### Aim of the exercise
In the device tree email thread below, what kind of directive does the writer say they would be happy to add to dtc?

### Text to read
☆ ☆ ☆ ☆

On Fri, Nov 09, 2012 at 04:40:15PM +0100, Pantelis Antoniou wrote:
> Hi David,

[snip]
> > I think graft is basically a safer operation, particular if we're
> > doing this at runtime with userspace passing in these fdt fragments.
> > In fact I'd go so far as to say if you really need the full overlay
> > functionality, then you really ought to be working at the bootloader
> > or early kernel load level to assemble the correct full device tree.
> > And as Mitch says, an existing programming language (C, OFW Forth or
> > whatever as you please) will serve you better for this sort of general
> > manipulation than a limited template system.
> > 
> > I also think graft will handle most of your use cases, although as I
> > said I don't fully understand the implications of some of them, so I
> > could be wrong.  So, the actual insertion of the subtree is pretty
> > trivial to implement.  phandles are the obvious other matter to be
> > dealt with.  I haven't found the right thread where what you've
> > envisaged so far is discussed, so here are things I can see:
> > 
> 
> An overlay is more generic and can handle more complex cases.
> For our use case, a graft should work - with a few caveats.

Obviously an overlay is more generic.  But the ability to arbitrarily
modify existing tree nodes, without any obvious way to enforce rules
about what can be altered and what can't frankly gives me the
heebie-jeebies.

> Due to the insertion/removal of the DT fragments other node's state
> change from 'disabled' <-> 'okay' and platform devices created or
> removed. This can be handled either via overlays, or via special
> casing it.

Ah, yes, the status transition is a good point.

[snip]
> > 1) Avoiding phandle collisions between main tree and subtree (or
> >   between subtrees).
> > 
> > I'm hopeful that this can be resolved just by establishing some
> > conventions about the ranges of phandles to be used for various
> > components.  I'd certainly be happy to add a directive to dtc which
> > enforces allocation of phandles within a specified range.

☆ ☆ ☆ ☆

### Information shown
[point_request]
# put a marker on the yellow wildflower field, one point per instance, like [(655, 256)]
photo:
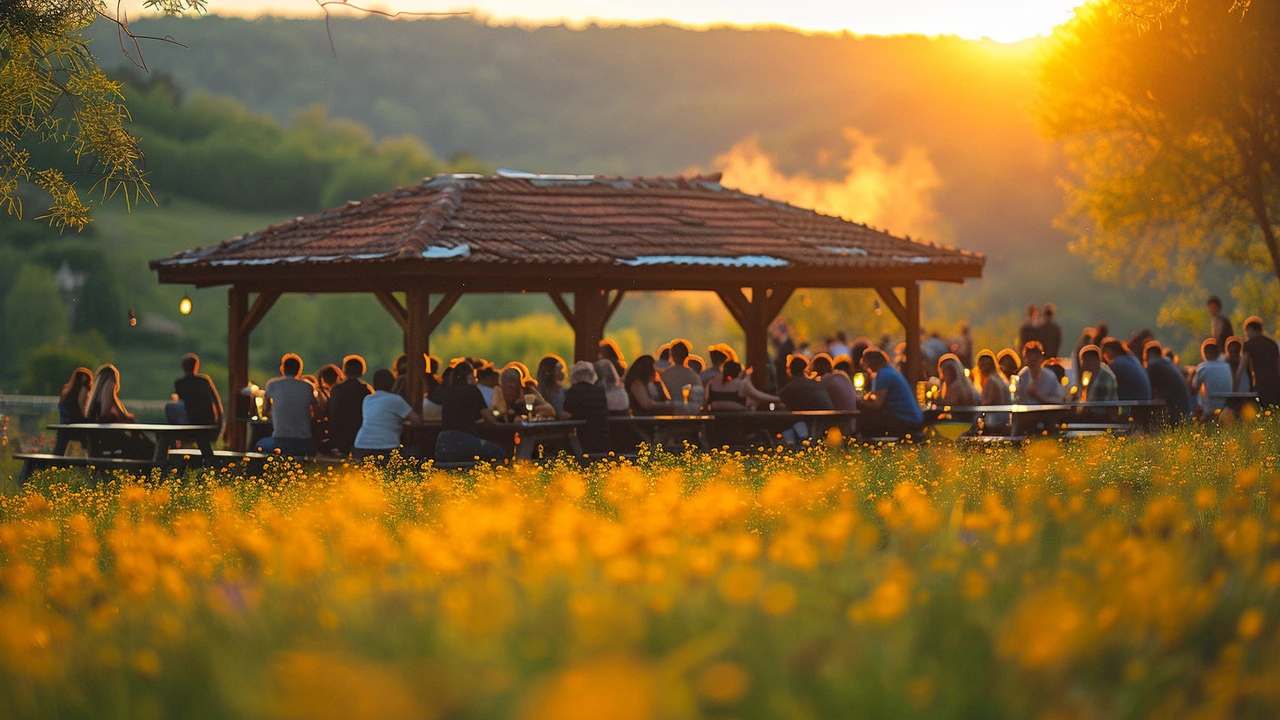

☆ ☆ ☆ ☆

### Written answer
A directive that enforces allocation of phandles within a specified range.